RECORD LIST:
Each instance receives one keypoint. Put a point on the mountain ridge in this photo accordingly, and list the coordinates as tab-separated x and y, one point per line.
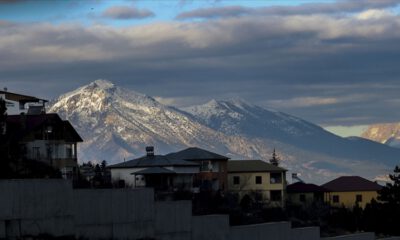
117	124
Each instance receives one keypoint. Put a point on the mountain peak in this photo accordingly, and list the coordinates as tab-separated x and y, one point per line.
103	84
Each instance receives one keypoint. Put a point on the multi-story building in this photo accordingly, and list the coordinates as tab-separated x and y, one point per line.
261	179
305	194
350	190
157	171
41	137
212	174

WHAT YOU WILL DO:
Retype verbatim the lines above, covering the stretch from the line containing "on the multi-story" through the end of the items.

RESULT OF THIS TASK:
Each instance receives one keypoint. Put a point on the multi-story building in this photo accordingly, and list the coordinates as tab-separated x and y, one point per line.
261	179
305	194
350	190
157	171
41	137
212	174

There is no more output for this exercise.